◆ **Page text**:
* START *
[sqlalchemy] Re: Hierachical data

Michael Bayer Fri, 03 Aug 2007 08:25:42 -0700

First of all, for your example here, youre just storing small  
subtrees of hierarchical data, and youre not trying to query complex  
set operations over the entire set of nodes.  Nested sets is  
completely disadvantageous in this case for its complexity, its  
incompatibility with row-based ORM tools like SQLAlchemy,  and its  
inability to handle modifications/inserts without table-spanning,  
concurrency-busting, UPDATE statements.  Nested sets does not support  
concurrent write operations at all.


The XML format you have is shallow so you can literally load the  
entire thing by self-joining a few times.  But in fact, since you are  
storing small sets of XML nodes which are keyed to a master ID for a  
particular set of nodes, you can just load the whole list of nodes  
based on your "playlist id".   This is a model for which nested sets  
is completely inappropriate; when you want to store many many small  
trees each of which you typically retrieve into memory at once, not a  
single giant tree from which you only ever view a partial.

The recipe for storing XML with SQLAlchemy, which allows searching  
for documents based on simplistic XPath expressions too (using a  
single query for the entire search/load operation), is here:

http://www.sqlalchemy.org/trac/browser/sqlalchemy/trunk/examples/ 
elementtree/optimized_al.py

theres also a version that uses "traditional" self joins to load, not  
as efficient but slightly simpler configuration-wise, which is here:

http://www.sqlalchemy.org/trac/browser/sqlalchemy/trunk/examples/ 
elementtree/adjacency_list.py

Note in 0.4 we can set "lazy=False" and "join_depth=3" or so, so that  
it self-joins to load three levels of nodes in one query.
* END *
◆ **Entries**:
* START *
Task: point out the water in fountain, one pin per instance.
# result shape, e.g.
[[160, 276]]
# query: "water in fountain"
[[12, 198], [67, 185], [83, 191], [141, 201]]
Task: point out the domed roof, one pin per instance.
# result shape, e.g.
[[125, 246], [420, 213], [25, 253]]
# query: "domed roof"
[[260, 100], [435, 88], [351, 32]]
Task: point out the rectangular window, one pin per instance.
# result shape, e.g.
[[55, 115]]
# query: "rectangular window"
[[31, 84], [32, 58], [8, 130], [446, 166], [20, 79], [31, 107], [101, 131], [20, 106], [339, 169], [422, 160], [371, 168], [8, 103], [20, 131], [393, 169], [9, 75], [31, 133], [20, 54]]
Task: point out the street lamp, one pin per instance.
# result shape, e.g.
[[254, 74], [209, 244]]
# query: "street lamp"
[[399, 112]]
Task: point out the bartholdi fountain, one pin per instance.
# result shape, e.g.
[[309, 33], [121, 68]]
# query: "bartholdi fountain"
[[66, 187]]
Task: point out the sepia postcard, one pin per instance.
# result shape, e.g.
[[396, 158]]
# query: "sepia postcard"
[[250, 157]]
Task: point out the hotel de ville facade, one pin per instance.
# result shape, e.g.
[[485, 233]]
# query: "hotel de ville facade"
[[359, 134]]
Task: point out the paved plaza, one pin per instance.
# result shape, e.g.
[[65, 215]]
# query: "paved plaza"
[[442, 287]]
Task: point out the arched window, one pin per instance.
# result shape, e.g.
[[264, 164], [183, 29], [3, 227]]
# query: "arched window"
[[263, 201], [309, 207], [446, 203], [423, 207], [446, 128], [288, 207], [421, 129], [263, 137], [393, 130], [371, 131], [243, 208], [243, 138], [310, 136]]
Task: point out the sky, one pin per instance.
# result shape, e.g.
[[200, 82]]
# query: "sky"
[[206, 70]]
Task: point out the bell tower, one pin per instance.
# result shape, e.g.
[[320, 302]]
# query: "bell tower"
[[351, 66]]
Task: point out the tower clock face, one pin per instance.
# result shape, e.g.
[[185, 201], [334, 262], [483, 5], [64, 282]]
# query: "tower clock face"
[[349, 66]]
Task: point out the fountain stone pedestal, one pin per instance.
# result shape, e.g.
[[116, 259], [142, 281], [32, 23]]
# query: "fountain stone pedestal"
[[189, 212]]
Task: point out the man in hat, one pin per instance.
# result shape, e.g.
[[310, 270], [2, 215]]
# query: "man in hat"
* END *
◆ **Required work**:
1. In the SQLAlchemy post, what kind of operations does nested sets not support at all?
2. Please quote the SQLAlchemy post between "[sqlalchemy] Re: Hierachical" and "operations at all.", inclusive.
3. List the drawbacks of nested sets that the SQLAlchemy post names for this case.
The entries come from a separate source.

◆ **Responses to the exercise**:
1. Concurrent write operations.

2.
[sqlalchemy] Re: Hierachical data

Michael Bayer Fri, 03 Aug 2007 08:25:42 -0700

First of all, for your example here, youre just storing small  
subtrees of hierarchical data, and youre not trying to query complex  
set operations over the entire set of nodes.  Nested sets is  
completely disadvantageous in this case for its complexity, its  
incompatibility with row-based ORM tools like SQLAlchemy,  and its  
inability to handle modifications/inserts without table-spanning,  
concurrency-busting, UPDATE statements.  Nested sets does not support  
concurrent write operations at all.

3.
- Its complexity
- Its incompatibility with row-based ORM tools like SQLAlchemy
- Its inability to handle modifications/inserts without table-spanning, concurrency-busting UPDATE statements